EXCERPT PROVIDED:
# Chances of cheating again?



## beenbetrayed (Oct 11, 2011)

Just out of curiosity, is there any statistics of spouses that cheat and the chances of them doing it again some point in the future?


----------



## Saffron (Mar 7, 2010)

None that I know of, but I don't believe general statistics will help anyway. I think the real determining factor is whether or not the cheater sought help to find out why they cheated in the first place. Only if they know why they were weak, can they learn how to be strong in the future.

A more helpful statistic might be, how many disloyals cheat again after undergoing and completing therapy for their betrayal? I wouldn't be surprised if the odds are the same as everyone else out there in the world. Who knows, maybe better.

Sometimes I feel like fidelity is like rolling the dice. Every roll, the odds are the same.


----------



## PBear (Nov 16, 2010)

As someone who cheated... Saffron's reply is a good one. Another indicator would be whether there was any fallout as a result. If the affair was just swept under the carpet ,everything was forgiven, and the issues that caused the spouse to being open to cheating were never resolved, the odds would be high. But if the cheating spouse was truly remorseful and sought to understand why they cheated, then the odds would be much lower.

C
_Posted via Mobile Device_


----------



## michzz (Jun 6, 2008)

DATA:
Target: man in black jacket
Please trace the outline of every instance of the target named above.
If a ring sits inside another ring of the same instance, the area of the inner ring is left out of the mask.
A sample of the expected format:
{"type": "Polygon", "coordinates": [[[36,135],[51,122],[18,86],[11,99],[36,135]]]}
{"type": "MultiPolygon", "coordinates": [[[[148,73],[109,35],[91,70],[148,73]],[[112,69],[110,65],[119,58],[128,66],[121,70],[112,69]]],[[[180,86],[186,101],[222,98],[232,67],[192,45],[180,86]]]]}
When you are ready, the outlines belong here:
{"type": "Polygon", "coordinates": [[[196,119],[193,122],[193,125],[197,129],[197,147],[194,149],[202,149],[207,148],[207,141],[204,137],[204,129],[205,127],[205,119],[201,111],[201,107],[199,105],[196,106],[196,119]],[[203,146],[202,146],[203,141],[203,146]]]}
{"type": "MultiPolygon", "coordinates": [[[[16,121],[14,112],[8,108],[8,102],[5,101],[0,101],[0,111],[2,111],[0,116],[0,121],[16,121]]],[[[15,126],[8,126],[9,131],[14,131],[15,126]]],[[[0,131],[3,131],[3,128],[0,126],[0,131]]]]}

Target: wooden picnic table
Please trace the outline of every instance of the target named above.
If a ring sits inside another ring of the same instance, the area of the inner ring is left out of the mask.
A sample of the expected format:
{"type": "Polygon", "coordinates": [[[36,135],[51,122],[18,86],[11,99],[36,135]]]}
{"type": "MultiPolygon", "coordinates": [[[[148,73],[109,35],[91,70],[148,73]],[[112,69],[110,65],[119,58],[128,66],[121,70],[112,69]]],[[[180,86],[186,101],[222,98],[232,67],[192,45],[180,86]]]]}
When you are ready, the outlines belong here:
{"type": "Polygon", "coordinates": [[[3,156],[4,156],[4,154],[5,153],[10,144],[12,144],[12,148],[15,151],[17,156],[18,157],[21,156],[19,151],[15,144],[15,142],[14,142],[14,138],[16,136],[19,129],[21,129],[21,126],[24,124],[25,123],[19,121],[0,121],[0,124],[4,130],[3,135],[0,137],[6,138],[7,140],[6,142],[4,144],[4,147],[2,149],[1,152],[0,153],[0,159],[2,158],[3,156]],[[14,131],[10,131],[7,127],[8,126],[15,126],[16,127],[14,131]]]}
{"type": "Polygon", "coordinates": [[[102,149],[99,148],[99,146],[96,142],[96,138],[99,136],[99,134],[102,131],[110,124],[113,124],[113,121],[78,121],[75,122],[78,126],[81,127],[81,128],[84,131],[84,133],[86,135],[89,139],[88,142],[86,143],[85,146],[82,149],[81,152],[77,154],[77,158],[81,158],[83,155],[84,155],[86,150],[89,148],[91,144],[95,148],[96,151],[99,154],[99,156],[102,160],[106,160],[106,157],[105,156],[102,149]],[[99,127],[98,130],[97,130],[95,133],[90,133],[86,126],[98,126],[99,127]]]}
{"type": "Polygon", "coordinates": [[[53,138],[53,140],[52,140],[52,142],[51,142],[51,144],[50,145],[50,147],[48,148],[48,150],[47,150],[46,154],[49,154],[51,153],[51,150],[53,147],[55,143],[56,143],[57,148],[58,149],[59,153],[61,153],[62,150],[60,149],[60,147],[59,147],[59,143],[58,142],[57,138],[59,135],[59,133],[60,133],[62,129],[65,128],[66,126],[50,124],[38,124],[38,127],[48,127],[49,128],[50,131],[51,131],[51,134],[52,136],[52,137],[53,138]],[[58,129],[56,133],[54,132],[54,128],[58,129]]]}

EXERCISE DETAILS:
Quote the forum thread on the chances of cheating again, from "A more helpful" through "(Nov 16, 2010)". The entries have no connection to the forum thread about whether a spouse who cheated will cheat again.

TASK OUTPUT:
A more helpful statistic might be, how many disloyals cheat again after undergoing and completing therapy for their betrayal? I wouldn't be surprised if the odds are the same as everyone else out there in the world. Who knows, maybe better.

Sometimes I feel like fidelity is like rolling the dice. Every roll, the odds are the same.


----------



## PBear (Nov 16, 2010)